**Materials provided**:
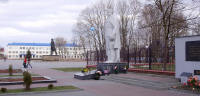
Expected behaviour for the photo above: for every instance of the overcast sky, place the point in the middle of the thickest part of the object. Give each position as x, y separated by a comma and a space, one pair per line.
38, 20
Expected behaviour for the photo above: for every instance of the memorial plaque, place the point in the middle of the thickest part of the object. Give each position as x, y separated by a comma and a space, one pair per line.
196, 72
193, 51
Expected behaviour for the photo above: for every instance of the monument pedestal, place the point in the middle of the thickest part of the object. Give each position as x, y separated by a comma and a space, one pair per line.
50, 57
113, 67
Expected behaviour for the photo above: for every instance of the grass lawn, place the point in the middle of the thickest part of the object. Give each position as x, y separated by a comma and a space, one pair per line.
71, 69
170, 67
39, 89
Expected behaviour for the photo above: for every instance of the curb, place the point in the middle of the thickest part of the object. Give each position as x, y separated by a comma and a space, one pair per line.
54, 91
34, 82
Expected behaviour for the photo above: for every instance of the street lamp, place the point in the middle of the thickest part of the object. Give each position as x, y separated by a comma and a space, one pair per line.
97, 56
149, 55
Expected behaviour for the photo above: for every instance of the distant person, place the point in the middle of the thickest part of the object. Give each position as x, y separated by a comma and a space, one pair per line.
4, 58
25, 61
28, 55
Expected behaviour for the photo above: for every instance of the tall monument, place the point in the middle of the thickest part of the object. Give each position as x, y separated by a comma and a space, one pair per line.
112, 37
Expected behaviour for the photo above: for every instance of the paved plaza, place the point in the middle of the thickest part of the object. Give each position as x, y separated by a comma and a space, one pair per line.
131, 84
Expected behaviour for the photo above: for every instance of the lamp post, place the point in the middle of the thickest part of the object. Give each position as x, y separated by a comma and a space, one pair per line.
149, 56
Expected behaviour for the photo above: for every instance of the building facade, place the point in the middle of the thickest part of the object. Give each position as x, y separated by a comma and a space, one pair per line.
18, 50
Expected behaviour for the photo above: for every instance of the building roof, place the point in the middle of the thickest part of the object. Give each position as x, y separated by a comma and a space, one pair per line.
39, 44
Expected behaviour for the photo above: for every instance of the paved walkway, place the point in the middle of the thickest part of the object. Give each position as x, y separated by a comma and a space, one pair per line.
131, 84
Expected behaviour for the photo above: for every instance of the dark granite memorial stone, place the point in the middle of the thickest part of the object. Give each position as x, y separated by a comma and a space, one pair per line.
113, 67
193, 51
85, 75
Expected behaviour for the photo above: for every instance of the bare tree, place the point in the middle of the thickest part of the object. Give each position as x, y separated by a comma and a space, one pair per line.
60, 44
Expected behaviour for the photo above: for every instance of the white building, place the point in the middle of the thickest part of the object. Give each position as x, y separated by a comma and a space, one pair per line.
18, 50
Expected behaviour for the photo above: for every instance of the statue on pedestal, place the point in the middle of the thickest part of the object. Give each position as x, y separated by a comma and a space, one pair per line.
112, 37
53, 48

**Aim**: Copy each line exactly, from the line containing "of the bare" down to the last line of the material, and no other lines.

**Task output**:
Expected behaviour for the photo above: for every instance of the bare tree, place the point in the middle of the thickest part of the object. Give each position as x, y separated by a comma and a space, one pair per line.
60, 44
Expected behaviour for the photo above: for every instance of the white building, place the point in the middle of the thickest part of the object. Give each position as x, y separated by a comma and a space, one pair per line.
18, 50
Expected behaviour for the photo above: for every instance of the statue on pedestal, place the point in the middle of the thickest part of the object. Give each position as x, y separated by a comma and a space, one pair per line.
112, 37
53, 48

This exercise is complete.